• **Challenge**:
Extract each of the items below word for word, leaving the pictures out of your answer.

• **Exercise data**:
++++++++
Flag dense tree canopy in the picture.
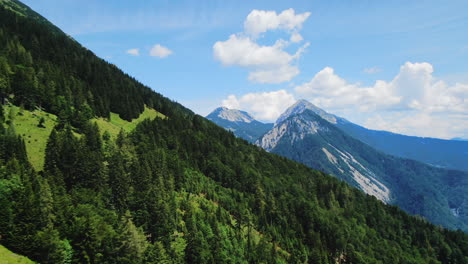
[0,1,468,264]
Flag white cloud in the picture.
[213,9,310,83]
[244,8,310,37]
[222,90,296,121]
[295,62,468,113]
[150,44,173,59]
[289,32,303,43]
[127,49,140,56]
[363,66,382,74]
[295,62,468,138]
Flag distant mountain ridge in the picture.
[256,101,468,230]
[206,107,273,143]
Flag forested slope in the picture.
[0,1,468,263]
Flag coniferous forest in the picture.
[0,0,468,264]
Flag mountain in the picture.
[206,107,273,143]
[0,0,468,264]
[336,117,468,171]
[256,101,468,231]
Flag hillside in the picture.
[0,245,34,264]
[206,107,273,143]
[0,0,468,264]
[337,122,468,171]
[257,106,468,231]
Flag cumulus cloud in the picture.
[295,62,468,113]
[294,62,468,138]
[127,49,140,56]
[363,111,468,139]
[244,8,310,37]
[222,90,296,121]
[363,66,382,74]
[295,67,401,111]
[150,44,173,59]
[213,9,310,83]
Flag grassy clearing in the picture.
[93,107,165,137]
[0,245,34,264]
[4,105,57,170]
[4,105,165,171]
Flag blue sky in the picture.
[24,0,468,138]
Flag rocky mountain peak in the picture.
[275,99,338,125]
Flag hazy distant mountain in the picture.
[206,107,273,142]
[336,122,468,171]
[256,101,468,230]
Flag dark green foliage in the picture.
[0,1,190,122]
[271,110,468,232]
[0,1,468,263]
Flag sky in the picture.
[19,0,468,139]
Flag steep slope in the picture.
[206,107,273,142]
[336,122,468,171]
[276,100,468,171]
[257,105,468,231]
[0,245,34,264]
[0,1,468,264]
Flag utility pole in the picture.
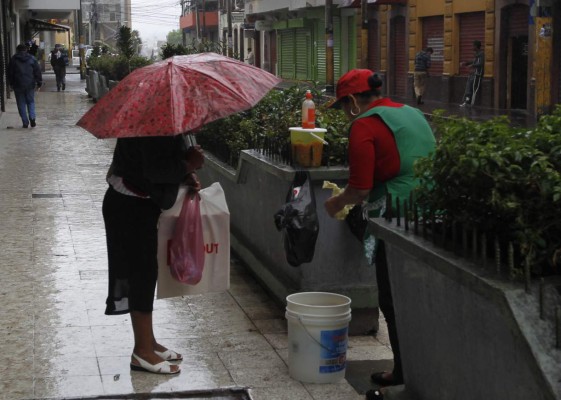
[179,0,187,46]
[203,0,206,39]
[78,0,86,79]
[325,0,335,93]
[360,0,368,68]
[90,0,97,46]
[226,0,234,57]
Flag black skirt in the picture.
[103,186,161,315]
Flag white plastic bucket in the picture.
[286,292,351,383]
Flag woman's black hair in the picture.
[341,73,383,103]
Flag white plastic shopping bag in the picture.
[156,182,230,299]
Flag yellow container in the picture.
[289,127,327,167]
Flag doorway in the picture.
[507,36,528,109]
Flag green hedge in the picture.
[197,85,348,167]
[416,107,561,275]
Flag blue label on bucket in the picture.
[319,328,348,374]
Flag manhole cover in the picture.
[31,193,62,199]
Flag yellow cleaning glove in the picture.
[322,181,353,220]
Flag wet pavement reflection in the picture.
[0,74,391,400]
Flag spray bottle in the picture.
[302,90,316,129]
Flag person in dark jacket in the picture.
[51,44,68,92]
[102,135,204,374]
[460,40,485,107]
[8,44,43,128]
[413,47,433,104]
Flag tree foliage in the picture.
[117,25,137,59]
[166,29,183,46]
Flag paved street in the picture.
[0,74,391,400]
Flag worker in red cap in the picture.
[325,69,435,398]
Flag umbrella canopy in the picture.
[77,53,281,138]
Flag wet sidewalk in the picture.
[0,74,391,400]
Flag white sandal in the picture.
[131,353,181,375]
[154,349,183,361]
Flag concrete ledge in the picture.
[199,150,378,334]
[371,219,561,400]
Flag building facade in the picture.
[244,0,561,116]
[81,0,132,48]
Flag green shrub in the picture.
[89,54,152,81]
[197,85,348,167]
[416,107,561,274]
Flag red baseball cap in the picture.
[330,69,374,108]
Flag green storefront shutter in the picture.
[294,28,312,81]
[333,16,342,82]
[315,19,327,83]
[278,29,296,79]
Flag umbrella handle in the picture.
[183,133,197,148]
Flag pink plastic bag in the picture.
[168,194,205,285]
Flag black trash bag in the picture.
[275,171,319,267]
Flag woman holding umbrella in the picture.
[103,135,204,374]
[77,53,280,374]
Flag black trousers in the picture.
[376,240,403,384]
[102,186,161,315]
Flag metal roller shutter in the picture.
[368,19,380,71]
[460,12,485,76]
[315,20,327,83]
[390,16,408,97]
[294,28,312,81]
[278,29,296,79]
[333,16,342,82]
[422,16,444,75]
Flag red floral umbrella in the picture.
[77,53,281,139]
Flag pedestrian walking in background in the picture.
[325,69,435,398]
[102,135,204,374]
[413,47,433,104]
[245,47,255,65]
[460,40,485,107]
[27,40,39,58]
[7,44,43,128]
[51,44,68,92]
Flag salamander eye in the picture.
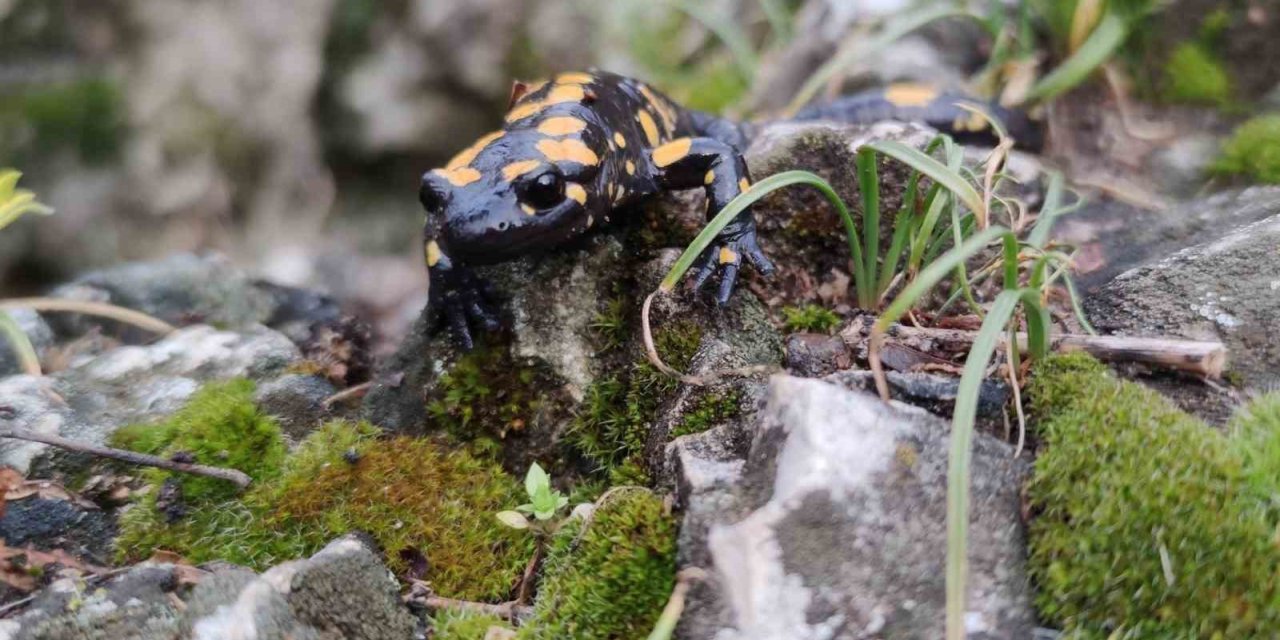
++++++++
• **Task result**:
Flag dense tree canopy in the picture.
[0,1,468,264]
Flag white cloud in the picture.
[213,9,310,83]
[244,8,310,37]
[222,90,296,121]
[295,62,468,113]
[150,44,173,59]
[289,32,303,43]
[127,49,140,56]
[363,66,382,74]
[295,62,468,138]
Flag distant mountain ridge in the picture.
[256,101,468,230]
[206,107,273,143]
Flag forested slope in the picture.
[0,1,468,263]
Flag coniferous forest in the picture.
[0,0,468,264]
Flag mountain in the picture.
[206,107,273,143]
[0,0,468,264]
[336,117,468,171]
[256,101,468,231]
Flag hillside in the picture.
[0,245,34,264]
[206,107,273,143]
[0,0,468,264]
[337,122,468,171]
[257,106,468,231]
Flag cumulus cloud in the picture.
[295,62,468,113]
[294,62,468,138]
[127,49,140,56]
[363,111,468,139]
[244,8,310,37]
[222,90,296,121]
[363,66,382,74]
[295,67,401,111]
[150,44,173,59]
[213,9,310,83]
Flag grassy clearing in the picture.
[93,107,165,137]
[0,245,34,264]
[4,105,57,170]
[4,105,165,171]
Flag blue sky in the picture.
[24,0,468,138]
Flag rocky mountain peak in the picture.
[275,99,338,125]
Flag hazy distant mountain in the picture.
[206,107,273,142]
[336,122,468,171]
[256,101,468,230]
Flag dark green foliage in the picture.
[0,1,190,122]
[271,110,468,232]
[0,1,468,263]
Flag sky in the picture.
[19,0,468,139]
Flag steep slope in the picture.
[206,107,273,142]
[336,122,468,171]
[276,100,468,171]
[257,105,468,231]
[0,245,34,264]
[0,1,468,264]
Flag utility pole in the picture.
[179,0,187,46]
[203,0,206,39]
[78,0,86,79]
[325,0,335,93]
[360,0,368,68]
[90,0,97,46]
[226,0,234,57]
Flag black skirt in the picture.
[103,186,161,315]
Flag white plastic bucket in the picture.
[286,292,351,383]
Flag woman's black hair in the picture.
[341,73,383,103]
Flag white plastic shopping bag in the picture.
[156,182,230,299]
Flag yellow container in the picture.
[289,127,327,167]
Flag doorway in the picture.
[507,36,528,109]
Flag green hedge in the picture.
[197,85,348,167]
[416,107,561,275]
Flag blue label on bucket in the picture.
[319,328,348,374]
Flag manhole cover in the picture.
[31,193,62,199]
Flag yellow cleaning glove in the picture.
[322,181,353,220]
Flag wet pavement reflection in the picture.
[0,74,391,400]
Flag spray bottle in the picture.
[302,90,316,129]
Flag person in dark jacket in the picture.
[51,44,68,92]
[102,135,204,374]
[460,40,485,107]
[8,44,43,128]
[413,47,433,104]
Flag tree foliage in the picture.
[117,25,137,59]
[166,29,183,46]
Flag paved street in the picture.
[0,74,391,400]
Flag worker in red cap in the picture.
[325,69,435,398]
Flag umbrella canopy in the picture.
[77,53,281,138]
Flag wet sidewalk in the picture.
[0,74,391,400]
Flag white sandal in the picture.
[131,353,181,375]
[154,349,183,361]
Flag concrete ledge in the picture.
[199,150,378,334]
[371,219,561,400]
Flag building facade in the picture.
[244,0,561,116]
[81,0,132,48]
Flag green shrub in the picture.
[89,54,152,81]
[197,85,348,167]
[416,107,561,274]
Flag red baseball cap in the picture.
[330,69,374,108]
Flag green storefront shutter in the picture.
[294,28,312,81]
[333,16,342,82]
[315,19,327,83]
[278,29,296,79]
Flag umbrella handle in the picture.
[183,133,197,148]
Flag pink plastic bag in the picture.
[168,194,205,285]
Flag black trash bag in the picture.
[275,171,319,267]
Flag woman holding umbrella in the picture.
[103,135,204,374]
[77,53,280,374]
Flag black trousers in the picture.
[376,240,403,384]
[102,186,161,315]
Flag metal roller shutter in the picture.
[368,19,380,71]
[460,12,485,76]
[315,20,327,83]
[390,16,408,97]
[294,28,312,81]
[278,29,296,79]
[333,16,342,82]
[422,16,444,75]
Flag red floral umbrella in the picture.
[77,53,281,139]
Flag pedestrian walking in background in the picture.
[325,69,435,398]
[102,135,204,374]
[413,47,433,104]
[245,47,255,65]
[460,40,485,107]
[27,40,39,58]
[7,44,43,128]
[51,44,68,92]
Flag salamander eye in the picture.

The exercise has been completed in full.